"""

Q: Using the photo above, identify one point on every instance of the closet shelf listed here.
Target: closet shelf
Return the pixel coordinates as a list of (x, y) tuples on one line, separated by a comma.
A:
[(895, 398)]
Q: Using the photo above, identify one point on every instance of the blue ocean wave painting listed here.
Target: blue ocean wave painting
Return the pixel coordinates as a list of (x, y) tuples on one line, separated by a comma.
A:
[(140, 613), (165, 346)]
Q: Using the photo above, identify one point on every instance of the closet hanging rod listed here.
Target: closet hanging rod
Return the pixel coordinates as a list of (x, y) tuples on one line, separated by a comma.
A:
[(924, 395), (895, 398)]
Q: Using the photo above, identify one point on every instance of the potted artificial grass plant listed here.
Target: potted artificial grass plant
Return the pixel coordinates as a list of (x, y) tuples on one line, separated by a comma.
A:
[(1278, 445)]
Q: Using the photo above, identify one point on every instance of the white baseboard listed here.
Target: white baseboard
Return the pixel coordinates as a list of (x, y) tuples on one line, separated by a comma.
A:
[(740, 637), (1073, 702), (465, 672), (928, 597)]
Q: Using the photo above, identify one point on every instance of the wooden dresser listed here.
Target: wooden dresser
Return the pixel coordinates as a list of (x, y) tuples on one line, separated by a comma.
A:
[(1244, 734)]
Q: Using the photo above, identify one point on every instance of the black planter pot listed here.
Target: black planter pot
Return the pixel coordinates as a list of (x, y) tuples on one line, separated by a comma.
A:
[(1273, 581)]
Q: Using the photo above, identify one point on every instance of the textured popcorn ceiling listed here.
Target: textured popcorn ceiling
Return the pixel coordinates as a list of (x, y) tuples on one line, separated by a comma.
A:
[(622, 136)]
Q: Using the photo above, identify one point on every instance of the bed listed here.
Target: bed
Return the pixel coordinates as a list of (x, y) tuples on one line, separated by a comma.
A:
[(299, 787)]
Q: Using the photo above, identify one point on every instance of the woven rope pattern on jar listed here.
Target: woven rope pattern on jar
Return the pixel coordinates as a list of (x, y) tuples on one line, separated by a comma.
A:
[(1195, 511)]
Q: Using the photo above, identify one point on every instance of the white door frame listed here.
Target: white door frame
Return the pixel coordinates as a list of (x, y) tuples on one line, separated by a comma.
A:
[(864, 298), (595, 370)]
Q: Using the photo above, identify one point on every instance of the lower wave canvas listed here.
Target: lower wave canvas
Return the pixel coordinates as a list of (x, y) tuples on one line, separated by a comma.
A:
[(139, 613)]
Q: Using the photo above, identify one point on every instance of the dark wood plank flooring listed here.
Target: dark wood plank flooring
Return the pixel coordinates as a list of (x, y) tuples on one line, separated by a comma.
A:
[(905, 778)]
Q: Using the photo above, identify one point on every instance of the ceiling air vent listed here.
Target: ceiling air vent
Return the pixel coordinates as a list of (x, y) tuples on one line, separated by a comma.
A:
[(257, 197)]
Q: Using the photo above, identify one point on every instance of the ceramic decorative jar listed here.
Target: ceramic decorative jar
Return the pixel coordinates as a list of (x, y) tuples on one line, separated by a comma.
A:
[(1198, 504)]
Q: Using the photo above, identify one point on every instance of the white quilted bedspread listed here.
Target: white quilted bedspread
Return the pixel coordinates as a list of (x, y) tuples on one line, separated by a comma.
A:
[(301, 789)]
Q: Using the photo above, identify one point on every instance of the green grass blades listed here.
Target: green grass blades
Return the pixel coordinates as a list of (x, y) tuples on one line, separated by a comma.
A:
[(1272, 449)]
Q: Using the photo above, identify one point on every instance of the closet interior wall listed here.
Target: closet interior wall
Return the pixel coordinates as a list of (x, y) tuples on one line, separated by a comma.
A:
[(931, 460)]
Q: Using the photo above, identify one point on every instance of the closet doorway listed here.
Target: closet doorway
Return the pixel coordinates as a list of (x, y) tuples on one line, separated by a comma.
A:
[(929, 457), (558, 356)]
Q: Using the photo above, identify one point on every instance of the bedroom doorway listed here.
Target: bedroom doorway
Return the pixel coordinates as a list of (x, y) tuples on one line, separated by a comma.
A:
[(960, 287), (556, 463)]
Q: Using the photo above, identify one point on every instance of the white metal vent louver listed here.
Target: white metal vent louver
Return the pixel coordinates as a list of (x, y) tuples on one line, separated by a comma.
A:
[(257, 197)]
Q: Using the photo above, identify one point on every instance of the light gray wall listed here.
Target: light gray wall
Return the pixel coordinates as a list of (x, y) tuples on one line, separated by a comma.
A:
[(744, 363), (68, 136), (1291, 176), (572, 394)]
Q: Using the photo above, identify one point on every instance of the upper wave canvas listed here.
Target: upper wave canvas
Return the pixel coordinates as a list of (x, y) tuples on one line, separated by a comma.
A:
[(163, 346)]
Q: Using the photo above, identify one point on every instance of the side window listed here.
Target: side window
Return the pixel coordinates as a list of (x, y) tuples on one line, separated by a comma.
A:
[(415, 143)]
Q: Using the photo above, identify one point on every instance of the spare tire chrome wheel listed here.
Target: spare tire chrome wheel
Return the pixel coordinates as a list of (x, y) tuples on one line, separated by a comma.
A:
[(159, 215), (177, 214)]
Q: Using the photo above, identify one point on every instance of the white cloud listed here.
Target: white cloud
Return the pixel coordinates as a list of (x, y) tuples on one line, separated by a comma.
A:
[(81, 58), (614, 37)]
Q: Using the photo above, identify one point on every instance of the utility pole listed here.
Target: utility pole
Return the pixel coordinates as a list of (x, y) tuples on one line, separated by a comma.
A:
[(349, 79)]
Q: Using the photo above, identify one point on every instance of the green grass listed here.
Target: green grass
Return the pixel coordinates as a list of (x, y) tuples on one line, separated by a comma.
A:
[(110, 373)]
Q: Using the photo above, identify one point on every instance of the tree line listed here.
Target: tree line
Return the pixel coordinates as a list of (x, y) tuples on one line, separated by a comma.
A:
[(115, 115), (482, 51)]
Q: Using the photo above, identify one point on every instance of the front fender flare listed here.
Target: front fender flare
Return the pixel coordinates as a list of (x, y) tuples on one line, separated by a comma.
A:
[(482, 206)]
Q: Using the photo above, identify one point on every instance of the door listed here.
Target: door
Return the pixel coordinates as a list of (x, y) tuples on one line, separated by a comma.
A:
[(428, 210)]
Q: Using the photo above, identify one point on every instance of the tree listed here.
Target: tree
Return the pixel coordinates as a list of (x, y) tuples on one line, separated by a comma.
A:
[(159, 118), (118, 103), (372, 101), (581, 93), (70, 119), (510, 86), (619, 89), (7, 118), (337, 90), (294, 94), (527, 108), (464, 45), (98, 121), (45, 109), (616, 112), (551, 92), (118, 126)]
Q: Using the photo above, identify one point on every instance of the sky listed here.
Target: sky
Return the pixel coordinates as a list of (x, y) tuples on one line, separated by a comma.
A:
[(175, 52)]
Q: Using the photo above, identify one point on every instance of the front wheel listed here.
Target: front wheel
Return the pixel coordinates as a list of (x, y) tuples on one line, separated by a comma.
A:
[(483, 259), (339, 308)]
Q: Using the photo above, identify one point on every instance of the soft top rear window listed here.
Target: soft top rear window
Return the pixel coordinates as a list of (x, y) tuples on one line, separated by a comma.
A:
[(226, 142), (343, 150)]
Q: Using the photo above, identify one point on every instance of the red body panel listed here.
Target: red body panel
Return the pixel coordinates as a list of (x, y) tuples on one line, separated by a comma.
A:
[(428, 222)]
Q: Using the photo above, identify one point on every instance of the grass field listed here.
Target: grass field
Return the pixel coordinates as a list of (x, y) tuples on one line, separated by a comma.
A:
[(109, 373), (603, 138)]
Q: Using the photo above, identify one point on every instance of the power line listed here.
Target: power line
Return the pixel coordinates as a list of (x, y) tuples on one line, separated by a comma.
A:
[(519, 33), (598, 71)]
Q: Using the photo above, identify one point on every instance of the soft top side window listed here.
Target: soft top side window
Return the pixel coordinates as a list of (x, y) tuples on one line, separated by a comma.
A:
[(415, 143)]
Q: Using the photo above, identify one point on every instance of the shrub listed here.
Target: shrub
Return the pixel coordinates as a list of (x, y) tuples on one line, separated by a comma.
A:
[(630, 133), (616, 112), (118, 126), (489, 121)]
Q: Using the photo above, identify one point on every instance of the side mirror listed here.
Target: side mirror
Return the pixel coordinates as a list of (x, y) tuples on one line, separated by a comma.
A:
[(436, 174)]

"""

• _Instructions for the task_
For the string "dresser", go line by line through the material and copy every line that has it.

• _Expected output_
Q: Using the photo above, identify one point on every instance of the wooden dresser listed here.
Target: wooden dresser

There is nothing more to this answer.